───── Data in this exercise

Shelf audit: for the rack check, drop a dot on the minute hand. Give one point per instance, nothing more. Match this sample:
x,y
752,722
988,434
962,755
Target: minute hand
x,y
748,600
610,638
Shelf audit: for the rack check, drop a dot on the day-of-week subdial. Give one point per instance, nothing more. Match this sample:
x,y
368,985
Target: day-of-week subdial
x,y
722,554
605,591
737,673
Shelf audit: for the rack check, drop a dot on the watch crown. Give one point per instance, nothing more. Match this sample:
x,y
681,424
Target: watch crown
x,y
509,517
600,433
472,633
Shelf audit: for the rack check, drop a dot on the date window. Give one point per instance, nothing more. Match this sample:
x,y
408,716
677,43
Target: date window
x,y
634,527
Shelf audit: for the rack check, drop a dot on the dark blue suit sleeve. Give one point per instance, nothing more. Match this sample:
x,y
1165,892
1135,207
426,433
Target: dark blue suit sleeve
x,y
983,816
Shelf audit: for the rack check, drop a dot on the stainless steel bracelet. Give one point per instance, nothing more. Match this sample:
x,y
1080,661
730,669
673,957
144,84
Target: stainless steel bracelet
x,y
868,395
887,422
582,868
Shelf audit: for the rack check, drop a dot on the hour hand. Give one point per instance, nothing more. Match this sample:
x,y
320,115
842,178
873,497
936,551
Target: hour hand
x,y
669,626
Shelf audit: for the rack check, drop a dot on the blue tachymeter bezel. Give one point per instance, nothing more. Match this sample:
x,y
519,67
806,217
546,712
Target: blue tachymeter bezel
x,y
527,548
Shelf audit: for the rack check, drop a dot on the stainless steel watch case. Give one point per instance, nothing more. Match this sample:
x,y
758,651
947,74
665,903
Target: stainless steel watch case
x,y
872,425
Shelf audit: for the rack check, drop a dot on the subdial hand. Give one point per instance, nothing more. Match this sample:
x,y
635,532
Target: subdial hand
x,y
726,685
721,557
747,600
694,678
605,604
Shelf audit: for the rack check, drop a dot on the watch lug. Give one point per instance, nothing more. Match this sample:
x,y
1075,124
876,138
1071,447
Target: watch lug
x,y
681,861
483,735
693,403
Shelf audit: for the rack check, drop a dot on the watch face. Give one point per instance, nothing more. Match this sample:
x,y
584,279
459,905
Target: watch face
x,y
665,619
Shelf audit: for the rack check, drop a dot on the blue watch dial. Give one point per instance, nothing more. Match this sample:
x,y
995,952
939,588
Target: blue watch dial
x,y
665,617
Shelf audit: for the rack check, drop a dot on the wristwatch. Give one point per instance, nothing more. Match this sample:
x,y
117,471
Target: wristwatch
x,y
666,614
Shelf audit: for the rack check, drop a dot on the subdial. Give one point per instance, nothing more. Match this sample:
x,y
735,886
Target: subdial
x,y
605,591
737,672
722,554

──────────

Problem statement »
Can you turn every line of the listing above into a Markdown table, with a Row column holding its number and a Line column holding its text, and blank lines skipped?

Finished exercise »
| Row | Line |
|---|---|
| 1 | Shelf audit: for the rack check, drop a dot on the minute hand. Give one point per instance, nothing more. Match this sample: |
| 2 | x,y |
| 3 | 752,722 |
| 4 | 988,434 |
| 5 | 962,755 |
| 6 | Target: minute hand |
| 7 | x,y |
| 8 | 748,600 |
| 9 | 610,638 |
| 10 | Shelf audit: for the rack check, drop a dot on the day-of-week subdial. Give one point per instance, nothing more. Match this sample: |
| 11 | x,y |
| 12 | 368,985 |
| 13 | Target: day-of-week subdial |
| 14 | x,y |
| 15 | 722,554 |
| 16 | 605,591 |
| 17 | 737,673 |
| 18 | Shelf audit: for the rack check, drop a dot on the watch crown. Give one point per instance, nothing more. Match this sample: |
| 19 | x,y |
| 20 | 681,424 |
| 21 | Target: watch crown |
| 22 | x,y |
| 23 | 509,517 |
| 24 | 600,433 |
| 25 | 472,633 |
| 26 | Shelf audit: for the rack check, drop a dot on the date window. Give one point per instance, nothing more. Match this sample: |
| 27 | x,y |
| 28 | 408,716 |
| 29 | 677,43 |
| 30 | Target: date window |
| 31 | x,y |
| 32 | 634,527 |
| 33 | Shelf audit: for the rack check, drop a dot on the dark blue suit sleeve. Give one point per instance, nothing more. Match this sample: |
| 34 | x,y |
| 35 | 1165,892 |
| 36 | 1135,207 |
| 37 | 426,433 |
| 38 | Target: dark blue suit sleeve |
| 39 | x,y |
| 40 | 983,816 |
| 41 | Shelf audit: for the rack check, drop a dot on the stainless steel bracelet. Give one point per instance, nothing more. Match this sample: |
| 42 | x,y |
| 43 | 1080,661 |
| 44 | 730,669 |
| 45 | 673,957 |
| 46 | 144,84 |
| 47 | Target: stainless steel bracelet |
| 48 | x,y |
| 49 | 868,395 |
| 50 | 887,422 |
| 51 | 582,868 |
| 52 | Shelf audit: for the rack check, drop a dot on the hour hand. Give one point per instance, nothing more. Match this sample: |
| 53 | x,y |
| 54 | 320,115 |
| 55 | 842,178 |
| 56 | 873,497 |
| 57 | 936,551 |
| 58 | Target: hour hand |
| 59 | x,y |
| 60 | 669,626 |
| 61 | Shelf audit: for the rack check, drop a dot on the blue tachymeter bezel. Give one point per instance, nothing more. Match this sample: |
| 62 | x,y |
| 63 | 519,67 |
| 64 | 806,217 |
| 65 | 546,712 |
| 66 | Target: blue tachymeter bezel |
| 67 | x,y |
| 68 | 527,548 |
| 69 | Shelf audit: for the rack check, drop a dot on the stainless steel watch case. Give one point per instance, nothing more. Match this sample: |
| 70 | x,y |
| 71 | 758,651 |
| 72 | 947,74 |
| 73 | 665,903 |
| 74 | Target: stainless steel watch case |
| 75 | x,y |
| 76 | 872,425 |
| 77 | Shelf audit: for the rack check, drop a dot on the subdial hand. Give one point per instance, nothing more. Match this sample: |
| 78 | x,y |
| 79 | 635,532 |
| 80 | Target: subdial hand |
| 81 | x,y |
| 82 | 726,685 |
| 83 | 721,557 |
| 84 | 747,600 |
| 85 | 694,678 |
| 86 | 605,604 |
| 87 | Shelf audit: for the rack check, drop a dot on the watch lug. Give one point per instance, nothing more. Match this sample: |
| 88 | x,y |
| 89 | 1075,124 |
| 90 | 876,138 |
| 91 | 1071,447 |
| 92 | Target: watch lug |
| 93 | x,y |
| 94 | 681,861 |
| 95 | 483,735 |
| 96 | 693,403 |
| 97 | Shelf audit: for the rack check, drop a dot on the watch face. Give one point per instance, nothing more. Match this sample: |
| 98 | x,y |
| 99 | 584,279 |
| 100 | 459,905 |
| 101 | Target: watch face |
| 102 | x,y |
| 103 | 665,619 |
| 104 | Shelf audit: for the rack check, drop a dot on the blue watch dial. Give one point per instance, nothing more. Match this sample: |
| 105 | x,y |
| 106 | 995,952 |
| 107 | 939,588 |
| 108 | Target: blue watch dial |
| 109 | x,y |
| 110 | 665,617 |
| 111 | Shelf audit: for the rack check, drop a dot on the wristwatch. Give one point per instance, nothing more. Match this sample: |
| 112 | x,y |
| 113 | 117,471 |
| 114 | Target: wristwatch |
| 115 | x,y |
| 116 | 666,614 |
| 117 | Shelf audit: for the rack check, drop a dot on the subdial. Give one point per instance, nothing more. Match this sample: |
| 118 | x,y |
| 119 | 735,886 |
| 120 | Target: subdial |
| 121 | x,y |
| 122 | 605,591 |
| 123 | 737,672 |
| 124 | 722,554 |